In alcune zone del Medio Oriente i cristiani rischiano di sparire entro pochi anni. È accorato l’appello che emerge dal rapporto sui cristiani oppressi per la loro fede 2013-2015, dal titolo «Perseguitati e dimenticati?» (Persecuted and Forgotten?). Il rapporto è stato presentato nei giorni scorsi dalla fondazione pontificia Aiuto alla Chiesa che soffre.


(c.g.) – «La paura di un genocidio, in molti casi ben fondata, ha provocato un esodo di cristiani dal Medio Oriente e da alcune regioni dell’Africa. Come conseguenza di questo esodo, il cristianesimo potrebbe scomparire dall’Iraq nei prossimi cinque anni, a meno che un soccorso internazionale in larga scala non giunga presto».

È accorato l’appello che emerge dal rapporto sui cristiani oppressi per la loro fede 2013-2015, dal titolo «Perseguitati e dimenticati?» (Persecuted and Forgotten?). Il rapporto è stato presentato nei giorni scorsi da Aiuto alla Chiesa che soffre (Acs), fondazione pontificia che dipende dalla Congregazione per il clero che si occupa di soccorrere in tutto il mondo i cristiani in difficoltà. Il rapporto analizza la situazione in 22 Paesi dove le condizioni dei cristiani sono particolarmente critiche. Un terzo di questi Paesi si trova proprio in Nord Africa e Medio Oriente (Arabia Saudita, Egitto, Iran, Iraq, Israele, Palestina, Siria, Turchia).

Il dato evidente che emerge subito confrontando i dati del nuovo rapporto con quelli del precedente (che considera il periodo 2011-2013) è il peggioramento generale della condizione dei cristiani: peggioramento che secondo il rapporto – almeno in Medio Oriente – andrebbe imputato soprattutto all’affermarsi del fondamentalismo islamico. In Iraq, ad esempio, anche a causa dell’avanzata degli islamisti nel giro di dieci anni si è passati da oltre un milione di cristiani (2002), a circa 700 mila nel 2006 e a meno di 300 mila oggi.

__Esercizio 1__:
Rispondi a queste domande sul testo dedicato ai cristiani perseguitati.
(a) In quanti Paesi il rapporto analizza la situazione dei cristiani?
(b) Quale periodo considera il rapporto precedente?
(c) Quanti erano circa i cristiani in Iraq nel 2006?

__Dati memorizzati__:

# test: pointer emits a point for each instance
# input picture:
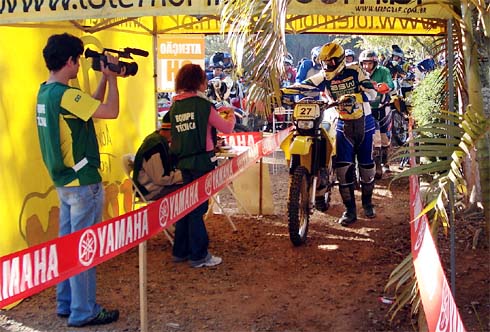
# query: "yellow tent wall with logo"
(28, 203)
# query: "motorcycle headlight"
(302, 124)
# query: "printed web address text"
(391, 9)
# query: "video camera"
(131, 67)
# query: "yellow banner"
(174, 51)
(13, 11)
(316, 24)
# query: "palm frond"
(257, 39)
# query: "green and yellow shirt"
(67, 134)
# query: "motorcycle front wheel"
(399, 128)
(299, 206)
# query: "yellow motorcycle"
(309, 149)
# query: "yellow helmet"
(332, 58)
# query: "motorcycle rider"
(352, 89)
(350, 57)
(309, 67)
(380, 107)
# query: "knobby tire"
(299, 206)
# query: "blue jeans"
(355, 141)
(80, 207)
(191, 237)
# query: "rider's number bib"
(306, 111)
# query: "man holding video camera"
(70, 152)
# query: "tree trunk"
(474, 79)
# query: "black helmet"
(217, 60)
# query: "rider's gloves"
(383, 88)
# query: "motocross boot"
(321, 203)
(384, 159)
(366, 197)
(377, 160)
(350, 215)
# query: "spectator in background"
(154, 170)
(427, 65)
(289, 72)
(309, 67)
(194, 123)
(350, 57)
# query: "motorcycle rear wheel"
(299, 206)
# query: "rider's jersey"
(351, 81)
(381, 74)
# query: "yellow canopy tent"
(28, 202)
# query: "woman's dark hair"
(60, 48)
(189, 78)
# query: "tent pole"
(143, 286)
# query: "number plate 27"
(306, 111)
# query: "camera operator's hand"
(112, 62)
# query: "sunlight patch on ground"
(328, 247)
(7, 324)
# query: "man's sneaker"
(176, 259)
(379, 172)
(210, 261)
(369, 211)
(104, 317)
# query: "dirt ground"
(333, 283)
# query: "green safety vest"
(189, 119)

__Esercizio 2__: Raccogli dalle voci ogni riga che contiene la parola "tent". Tieni conto della distinzione tra maiuscole e minuscole.

__Risposta svolta 1__:
(a) In 22 Paesi.
(b) Il periodo 2011-2013.
(c) Circa 700 mila.

__Risposta svolta 2__:
# query: "yellow tent wall with logo"
# query: "yellow canopy tent"
# query: "tent pole"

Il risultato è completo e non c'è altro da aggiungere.